→ MATERIAL SHOWN
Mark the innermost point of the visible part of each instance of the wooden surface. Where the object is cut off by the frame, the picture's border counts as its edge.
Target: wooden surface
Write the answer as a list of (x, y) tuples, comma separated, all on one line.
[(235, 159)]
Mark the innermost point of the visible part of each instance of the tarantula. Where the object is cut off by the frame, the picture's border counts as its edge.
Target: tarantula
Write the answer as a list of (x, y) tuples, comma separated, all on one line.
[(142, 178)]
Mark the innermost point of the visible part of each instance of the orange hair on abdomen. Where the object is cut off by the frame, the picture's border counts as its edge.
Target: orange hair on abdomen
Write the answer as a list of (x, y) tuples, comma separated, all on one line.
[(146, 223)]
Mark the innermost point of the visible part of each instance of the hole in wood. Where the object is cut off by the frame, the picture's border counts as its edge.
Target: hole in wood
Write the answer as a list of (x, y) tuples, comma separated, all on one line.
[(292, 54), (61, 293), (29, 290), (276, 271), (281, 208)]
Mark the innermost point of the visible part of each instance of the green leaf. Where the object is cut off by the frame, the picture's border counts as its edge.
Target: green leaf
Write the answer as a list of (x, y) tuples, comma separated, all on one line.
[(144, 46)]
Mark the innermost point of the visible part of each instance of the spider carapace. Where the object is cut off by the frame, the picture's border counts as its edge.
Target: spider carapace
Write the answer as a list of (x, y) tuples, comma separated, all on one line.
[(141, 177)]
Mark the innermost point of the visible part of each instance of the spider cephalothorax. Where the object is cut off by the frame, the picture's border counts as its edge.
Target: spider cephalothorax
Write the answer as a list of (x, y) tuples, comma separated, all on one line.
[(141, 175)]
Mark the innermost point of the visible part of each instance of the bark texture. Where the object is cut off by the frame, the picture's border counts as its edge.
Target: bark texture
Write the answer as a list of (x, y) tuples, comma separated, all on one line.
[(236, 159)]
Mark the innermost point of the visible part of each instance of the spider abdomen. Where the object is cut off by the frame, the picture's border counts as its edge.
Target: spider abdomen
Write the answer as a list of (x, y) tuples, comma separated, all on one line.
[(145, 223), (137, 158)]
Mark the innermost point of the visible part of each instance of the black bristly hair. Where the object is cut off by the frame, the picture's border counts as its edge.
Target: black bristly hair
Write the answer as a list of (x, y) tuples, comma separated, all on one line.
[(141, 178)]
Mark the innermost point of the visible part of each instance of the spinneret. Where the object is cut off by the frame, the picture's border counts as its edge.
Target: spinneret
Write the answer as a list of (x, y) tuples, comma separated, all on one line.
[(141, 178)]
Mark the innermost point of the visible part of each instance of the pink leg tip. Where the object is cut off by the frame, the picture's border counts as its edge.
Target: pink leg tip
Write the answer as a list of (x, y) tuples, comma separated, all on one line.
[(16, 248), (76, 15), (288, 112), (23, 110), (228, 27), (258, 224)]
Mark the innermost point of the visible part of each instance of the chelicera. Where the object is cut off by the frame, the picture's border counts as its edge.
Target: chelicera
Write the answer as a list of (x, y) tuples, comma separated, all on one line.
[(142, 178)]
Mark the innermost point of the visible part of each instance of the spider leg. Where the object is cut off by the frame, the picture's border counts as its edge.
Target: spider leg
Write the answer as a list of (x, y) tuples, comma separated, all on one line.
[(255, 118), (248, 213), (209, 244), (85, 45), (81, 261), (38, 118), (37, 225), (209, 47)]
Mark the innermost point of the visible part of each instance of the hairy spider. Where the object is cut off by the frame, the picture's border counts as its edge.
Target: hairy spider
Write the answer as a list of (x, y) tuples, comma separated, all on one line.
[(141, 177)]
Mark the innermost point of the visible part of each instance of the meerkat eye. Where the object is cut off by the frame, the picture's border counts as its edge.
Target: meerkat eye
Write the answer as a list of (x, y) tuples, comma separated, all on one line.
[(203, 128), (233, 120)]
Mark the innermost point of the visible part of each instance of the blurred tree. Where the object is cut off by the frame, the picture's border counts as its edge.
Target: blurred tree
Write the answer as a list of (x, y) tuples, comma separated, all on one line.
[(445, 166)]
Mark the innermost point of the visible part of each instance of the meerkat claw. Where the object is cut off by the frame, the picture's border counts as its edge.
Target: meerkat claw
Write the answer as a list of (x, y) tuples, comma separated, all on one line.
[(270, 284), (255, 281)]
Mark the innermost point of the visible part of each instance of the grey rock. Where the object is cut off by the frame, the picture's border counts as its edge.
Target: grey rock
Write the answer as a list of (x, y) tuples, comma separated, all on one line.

→ TASK DESCRIPTION
Repeat all the records above, substituting "central" for each "innermost" and leaving everything else as it is.

→ CORRECT RESULT
Mark the central point of the visible part of each instance of the wooden surface. Where the object is cut off by the frame, the picture's border counts as its edge.
Target: wooden surface
Write the answer as a list of (x, y) tuples, comma separated, all on one line.
[(235, 159)]
Mark the central point of the visible part of each instance of the tarantula. Where the object is cut off by the frame, the picture's border counts as its edge.
Target: tarantula
Write the answer as a list of (x, y) tuples, comma separated, all on one line.
[(142, 178)]
Mark the central point of the visible part of each instance of the orange hair on abdomen. Where the object is cut off by the frame, the picture's border counts as its edge.
Target: orange hair on abdomen
Write the answer as a list of (x, y) tuples, comma separated, all on one line.
[(146, 223)]
Mark the central point of the visible part of each instance of the hole in wood. Where the object is cut off by the frame, the picture's border counts as its edge.
Target: hole in wood
Write the answer as a list of (x, y) tuples, comma separated, all on one line.
[(292, 54), (61, 293), (29, 290), (276, 271), (281, 208)]
Mark the central point of the visible part of each instance of the green leaf. Where the object is cut off by the frame, the picture's border counts as its edge.
Target: green leaf
Write the answer as a list of (x, y) tuples, comma separated, all on one line.
[(144, 46)]
Mark the central point of the visible part of each instance of the spider carapace. Where the object is cut off by the frame, the picture's border counts as its edge.
Target: spider carapace
Write the answer as a list of (x, y) tuples, comma separated, all on one line.
[(141, 177)]
Mark the central point of the visible part of each instance of the spider cephalothorax. Where the object is cut off by the frame, the picture's border counts as its edge.
Target: spider cephalothorax
Write the answer as a list of (x, y) tuples, comma separated, all on one line.
[(141, 175)]
Mark the central point of the visible part of each instance of the bark texture. Where the object is cut off by the frame, the picture's border counts as its edge.
Target: bark texture
Write the answer as a list of (x, y) tuples, comma separated, all on one line.
[(236, 159)]
Mark the central point of the visible part of each instance of the spider abdomen. Where the object is cut off by the frame, the picture's border counts as its edge.
Target: spider abdomen
Write the answer as a list of (x, y) tuples, comma separated, all on one line.
[(145, 223), (137, 158)]
Mark the central point of the visible part of each instance of the black bristly hair. Where the object is cut off by the frame, the picture's border counts as its edge.
Target: black bristly hair
Write the answer as a list of (x, y) tuples, comma separated, all on one line.
[(141, 178)]
Mark the central point of the visible part of each instance of the spinneret. Where the object is cut off by the frame, the picture's border counts as its edge.
Target: spinneret
Write the answer as a list of (x, y) tuples, comma separated, all on one line.
[(141, 178)]
Mark the central point of the visible part of each instance of the pink leg tip. Where the object is cut off by the frame, the picture's border counts as its edge.
Target: pink leg tip
Write the answer as a list of (x, y) tuples, comma separated, all on one line.
[(16, 248), (76, 15), (288, 112), (23, 110), (228, 27), (258, 224)]
Mark the central point of the visible part of each instance of the chelicera. Where the object is cut off by the frame, the picture's border counts as its edge.
Target: chelicera
Write the answer as a list of (x, y) tuples, comma separated, all on one line.
[(142, 178)]
Mark the central point of the visible part of each instance of the spider leg. Where the object is cut off by the frame, the picture's border counts as its edge.
Target: spider leg
Write the answer as a list of (x, y) tuples, comma separated, all on one line.
[(255, 118), (248, 213), (209, 244), (85, 45), (81, 261), (38, 118), (37, 225), (209, 47)]
Mark the central point of the visible part of each instance of the hairy spider. Where the object is cut off by the frame, the picture's border counts as its edge.
Target: hairy spider
Write the answer as a list of (x, y) tuples, comma separated, all on one line.
[(141, 177)]
Mark the central point of the visible part of each instance of the meerkat eye. Where the object is cut off by the frame, the picture's border counts as its edge.
Target: meerkat eye
Write the answer as a list of (x, y) tuples, comma separated, all on one line.
[(203, 128), (233, 120)]
Mark the central point of the visible part of each instance of the blurred tree. Where the object is cut off by the frame, the picture's border counts as its edge.
Target: blurred tree
Write the answer as a list of (x, y) tuples, comma separated, all on one line.
[(445, 166)]
Mark the central point of the visible part of each instance of the meerkat claw. Where the object is cut off by the frame, the picture's border counts as its edge.
Target: meerkat claw
Write the answer as a list of (x, y) tuples, comma separated, all on one line.
[(270, 284), (255, 281)]
Mark the central point of the visible part of each instance of the grey rock. Where the object is cut off by the frame, the picture's border counts as its edge.
Target: grey rock
Write the answer as a list of (x, y) tuples, comma separated, all on one line.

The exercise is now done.